SELECTED TEXT:

I can now unequivocally say I do not believe in “The One,” Sparks or otherwise. I think the most any of us can hope for is the right one at the right time and all too often we find ourselves meeting the right one at the wrong time (or more often the wrong one at the right time or the wrong one at the wrong time).

Even if it makes me a bit of a romantic, I have spent nine months not wanting to accept or believe in the notion Sparks may simply be the right guy at the wrong time. It’s a strange feeling to have been so accurate in our initial meeting, especially because the reality of the connection far outweighed any fantasy, but to know the chances of long-term success is near impossible.

Sometime over the summer I forgot I wasn’t Katherine Heigl in [insert really, really bad rom-com] and latched onto the idea anyone who could make me as happy as Sparks did (and does still, sometimes) was worth just about anything.

Truth is, I’m not willing or able to change my life for someone else right now, no matter how great he may be. I still need to make significant changes for myself – there is no way I can expect someone else to love a version of me I don’t even always like. There doesn’t seem to be a way to halfway commit to someone seven hours or a $400 plane ticket away, so I am accept it is not going to happen. Timing is, after all, about 90 percent of a successful relationship.

And so this Christmas, at a time which is supposed to be full of hope, I am instead of letting go of a piece of it. Outside of the occasional drunk text, I cannot hold onto the hope of Sparks and me as an us. Even though my selfishness is probably at the root of a lot of the “problems” I currently have, I think it’s important to hold onto it a little longer.

With 10 minutes until I board the plane to go see my family for Christmas, I bid that particular piece of hope adieu.

I will forever be grateful to Sparks for helping me realize my heart is capable of feeling something resembling love and I think the sooner I can accept that is probably the extent of his purpose in my life, the better. If you had told me four years ago this is where we would be after our awkward introduction in a crowded hallway, I never would have believed it. But I think it’s probably exactly where we’re supposed to be. For now.

STATED PROBLEM 1: List every row below that contains the word "black".

DATA LINES:
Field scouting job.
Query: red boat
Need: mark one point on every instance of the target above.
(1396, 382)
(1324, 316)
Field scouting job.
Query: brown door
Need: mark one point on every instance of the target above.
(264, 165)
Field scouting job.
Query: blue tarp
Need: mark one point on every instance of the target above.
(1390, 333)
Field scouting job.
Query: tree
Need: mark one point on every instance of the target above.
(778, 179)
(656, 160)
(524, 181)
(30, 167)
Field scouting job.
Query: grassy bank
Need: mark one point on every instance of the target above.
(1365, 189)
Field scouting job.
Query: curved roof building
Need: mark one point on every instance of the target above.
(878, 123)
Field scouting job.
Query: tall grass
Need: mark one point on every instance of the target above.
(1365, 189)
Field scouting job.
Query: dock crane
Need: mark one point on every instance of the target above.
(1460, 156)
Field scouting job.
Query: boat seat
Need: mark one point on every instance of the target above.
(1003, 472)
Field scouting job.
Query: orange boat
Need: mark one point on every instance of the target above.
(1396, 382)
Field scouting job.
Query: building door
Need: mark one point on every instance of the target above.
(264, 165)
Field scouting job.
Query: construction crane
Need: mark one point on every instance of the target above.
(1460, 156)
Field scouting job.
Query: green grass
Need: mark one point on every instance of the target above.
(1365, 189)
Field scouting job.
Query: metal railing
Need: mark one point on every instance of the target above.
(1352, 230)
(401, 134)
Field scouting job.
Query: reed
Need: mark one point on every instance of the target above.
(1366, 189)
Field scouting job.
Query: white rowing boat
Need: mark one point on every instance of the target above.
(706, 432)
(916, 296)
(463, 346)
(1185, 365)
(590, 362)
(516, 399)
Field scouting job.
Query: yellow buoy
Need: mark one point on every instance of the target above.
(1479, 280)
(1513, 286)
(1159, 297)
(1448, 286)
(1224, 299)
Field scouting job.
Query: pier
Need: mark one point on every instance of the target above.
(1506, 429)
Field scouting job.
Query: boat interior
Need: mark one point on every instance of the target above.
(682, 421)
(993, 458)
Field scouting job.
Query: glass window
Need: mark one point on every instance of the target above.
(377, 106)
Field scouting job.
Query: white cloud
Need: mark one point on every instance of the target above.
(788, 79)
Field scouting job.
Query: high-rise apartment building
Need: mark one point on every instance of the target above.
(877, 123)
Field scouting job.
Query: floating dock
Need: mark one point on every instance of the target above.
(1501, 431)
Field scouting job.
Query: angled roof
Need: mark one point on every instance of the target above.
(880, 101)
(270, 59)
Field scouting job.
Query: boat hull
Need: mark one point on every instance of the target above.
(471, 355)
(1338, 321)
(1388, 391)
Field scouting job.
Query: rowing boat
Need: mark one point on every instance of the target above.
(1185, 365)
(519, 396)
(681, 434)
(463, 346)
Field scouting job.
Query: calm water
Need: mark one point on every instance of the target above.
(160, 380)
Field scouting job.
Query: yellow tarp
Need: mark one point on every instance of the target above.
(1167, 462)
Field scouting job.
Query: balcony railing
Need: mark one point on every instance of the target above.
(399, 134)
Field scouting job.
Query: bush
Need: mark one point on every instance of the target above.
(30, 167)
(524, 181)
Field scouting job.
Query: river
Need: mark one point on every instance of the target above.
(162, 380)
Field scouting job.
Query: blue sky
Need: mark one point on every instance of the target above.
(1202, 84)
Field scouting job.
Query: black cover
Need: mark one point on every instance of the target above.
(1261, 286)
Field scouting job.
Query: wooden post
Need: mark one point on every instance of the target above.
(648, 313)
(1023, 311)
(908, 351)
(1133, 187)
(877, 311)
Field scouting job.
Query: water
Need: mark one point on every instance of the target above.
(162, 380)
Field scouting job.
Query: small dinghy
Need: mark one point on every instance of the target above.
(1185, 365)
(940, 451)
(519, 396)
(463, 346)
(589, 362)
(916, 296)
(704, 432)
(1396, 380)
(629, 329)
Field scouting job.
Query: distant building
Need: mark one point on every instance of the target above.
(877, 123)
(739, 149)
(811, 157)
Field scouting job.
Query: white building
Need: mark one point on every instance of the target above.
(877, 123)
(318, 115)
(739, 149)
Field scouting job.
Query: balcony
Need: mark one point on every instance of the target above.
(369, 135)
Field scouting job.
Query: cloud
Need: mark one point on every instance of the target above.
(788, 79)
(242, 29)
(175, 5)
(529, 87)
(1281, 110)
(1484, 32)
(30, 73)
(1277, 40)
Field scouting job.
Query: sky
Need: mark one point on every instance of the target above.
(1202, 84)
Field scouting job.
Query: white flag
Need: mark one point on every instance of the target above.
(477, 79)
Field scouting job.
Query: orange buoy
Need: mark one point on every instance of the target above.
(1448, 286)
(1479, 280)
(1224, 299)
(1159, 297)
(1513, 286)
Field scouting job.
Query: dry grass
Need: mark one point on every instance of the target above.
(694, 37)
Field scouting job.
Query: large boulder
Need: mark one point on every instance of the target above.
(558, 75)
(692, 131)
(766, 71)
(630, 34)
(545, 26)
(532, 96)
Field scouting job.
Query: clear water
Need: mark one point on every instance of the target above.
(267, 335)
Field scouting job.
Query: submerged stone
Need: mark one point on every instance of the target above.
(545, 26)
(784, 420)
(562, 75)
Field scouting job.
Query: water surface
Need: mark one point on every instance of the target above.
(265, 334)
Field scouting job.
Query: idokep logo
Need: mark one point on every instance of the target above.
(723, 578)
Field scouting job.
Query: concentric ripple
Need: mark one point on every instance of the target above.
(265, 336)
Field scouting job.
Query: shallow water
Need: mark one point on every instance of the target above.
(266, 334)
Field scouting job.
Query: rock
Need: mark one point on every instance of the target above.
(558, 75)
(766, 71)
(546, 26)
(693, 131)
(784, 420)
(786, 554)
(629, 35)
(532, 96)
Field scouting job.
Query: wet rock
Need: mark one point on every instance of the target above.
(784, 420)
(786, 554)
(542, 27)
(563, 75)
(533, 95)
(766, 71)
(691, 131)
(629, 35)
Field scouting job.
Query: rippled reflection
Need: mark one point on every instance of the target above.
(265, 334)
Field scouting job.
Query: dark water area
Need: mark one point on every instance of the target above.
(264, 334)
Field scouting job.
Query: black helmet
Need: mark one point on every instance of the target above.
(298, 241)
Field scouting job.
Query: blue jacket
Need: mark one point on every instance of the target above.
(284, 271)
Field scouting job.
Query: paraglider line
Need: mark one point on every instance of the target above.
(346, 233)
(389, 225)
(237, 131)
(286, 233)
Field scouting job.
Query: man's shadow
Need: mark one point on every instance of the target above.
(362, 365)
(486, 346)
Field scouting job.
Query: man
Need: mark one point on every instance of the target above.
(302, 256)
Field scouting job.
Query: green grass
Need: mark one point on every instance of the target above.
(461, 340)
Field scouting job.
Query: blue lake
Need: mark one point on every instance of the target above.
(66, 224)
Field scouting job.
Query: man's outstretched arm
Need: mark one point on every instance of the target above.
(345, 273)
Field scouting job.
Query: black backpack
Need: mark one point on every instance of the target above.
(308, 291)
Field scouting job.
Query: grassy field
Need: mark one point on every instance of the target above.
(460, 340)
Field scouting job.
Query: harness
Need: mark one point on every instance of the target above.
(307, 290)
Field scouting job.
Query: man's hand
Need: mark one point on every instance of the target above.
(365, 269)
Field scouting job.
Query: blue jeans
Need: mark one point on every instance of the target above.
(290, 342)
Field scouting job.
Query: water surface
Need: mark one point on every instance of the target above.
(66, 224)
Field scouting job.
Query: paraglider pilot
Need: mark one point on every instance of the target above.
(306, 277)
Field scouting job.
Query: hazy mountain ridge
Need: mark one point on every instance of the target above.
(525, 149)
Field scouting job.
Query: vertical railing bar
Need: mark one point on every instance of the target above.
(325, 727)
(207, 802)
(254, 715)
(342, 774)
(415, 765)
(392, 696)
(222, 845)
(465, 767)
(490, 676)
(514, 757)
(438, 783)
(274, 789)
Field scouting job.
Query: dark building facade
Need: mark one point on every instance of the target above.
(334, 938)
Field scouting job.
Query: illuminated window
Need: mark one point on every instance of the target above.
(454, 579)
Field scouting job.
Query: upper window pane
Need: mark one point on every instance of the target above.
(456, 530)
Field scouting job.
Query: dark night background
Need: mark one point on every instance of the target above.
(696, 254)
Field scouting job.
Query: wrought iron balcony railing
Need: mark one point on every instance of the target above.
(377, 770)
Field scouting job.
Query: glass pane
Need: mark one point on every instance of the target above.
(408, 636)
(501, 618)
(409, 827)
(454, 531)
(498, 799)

STATED PROBLEM 2:
Answer these questions on the post about Sparks above:
(a) For how many months has the writer resisted the idea that Sparks may be the right guy at the wrong time?
(b) How far away is Sparks, as the post describes it?
(c) Where did the writer and Sparks have their awkward introduction?

WORKED SOLUTION 1:
Query: black cover
Query: black helmet
Query: black backpack

WORKED SOLUTION 2:
(a) Nine months.
(b) Seven hours or a $400 plane ticket away.
(c) In a crowded hallway.